··· FRAGMENT DOKUMENTU
Tekst powstał jako felieton dla radia eM

czwartek, 10 listopada 2016

Zaufanie zamiast książek

Szczerze mówiąc, miałem nadzieję, że uda się tym razem porozmawiać o książkach, a zwłaszcza o najnowszej powieści znanego pisarza mieszkającego w naszym regionie. Moim zdaniem, jest o czym gadać. Nie tylko w odniesieniu do tej konkretnej książki, ale w ogóle o tym, co się w literaturze, a szerzej mówiąc, w świecie książek, dzieje. I nie chodzi mi wcale o biadania nad spadkiem czytelnictwa, ale o to, co ci, którzy czytają, biorą do ręki i co wchłaniają ich umysły. Bo nie tylko każda rewolucja i każda katastrofa zaczyna się od słowa.
······
### CEL ZADANIA A
Proszę odpowiedzieć na pytania na podstawie felietonu powyżej:
(i) Dla jakiego radia powstał felieton?
(ii) Jaka data widnieje nad tytułem felietonu?
(iii) O czym autor miał nadzieję tym razem porozmawiać?
··· ZAPISANE REKORDY
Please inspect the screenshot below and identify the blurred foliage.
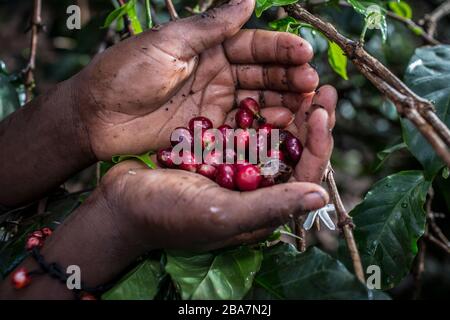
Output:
[0,0,450,299]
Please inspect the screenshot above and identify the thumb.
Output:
[150,0,255,59]
[224,182,329,234]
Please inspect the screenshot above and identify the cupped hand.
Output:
[75,0,319,159]
[101,161,328,251]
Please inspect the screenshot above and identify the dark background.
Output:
[0,0,450,299]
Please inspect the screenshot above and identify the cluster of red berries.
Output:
[25,227,52,251]
[11,227,53,289]
[157,98,303,191]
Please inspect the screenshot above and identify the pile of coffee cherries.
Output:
[157,98,303,191]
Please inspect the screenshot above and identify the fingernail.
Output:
······
### CEL ZADANIA B
Wypisz bez żadnych zmian wszystkie wiersze rekordów powyżej, pomijając obrazy.

### ZAPISANE ROZWIĄZANIE A
(i) Dla radia eM.
(ii) Czwartek, 10 listopada 2016.
(iii) O książkach, a zwłaszcza o najnowszej powieści znanego pisarza mieszkającego w naszym regionie.

### ZAPISANE ROZWIĄZANIE B
Please inspect the screenshot below and identify the blurred foliage.
Output:
[0,0,450,299]
Please inspect the screenshot above and identify the thumb.
Output:
[150,0,255,59]
[224,182,329,234]
Please inspect the screenshot above and identify the cupped hand.
Output:
[75,0,319,159]
[101,161,328,251]
Please inspect the screenshot above and identify the dark background.
Output:
[0,0,450,299]
Please inspect the screenshot above and identify the cluster of red berries.
Output:
[25,227,52,251]
[11,227,53,289]
[157,98,303,191]
Please inspect the screenshot above and identify the pile of coffee cherries.
Output:
[157,98,303,191]
Please inspect the screenshot above and identify the fingernail.
Output:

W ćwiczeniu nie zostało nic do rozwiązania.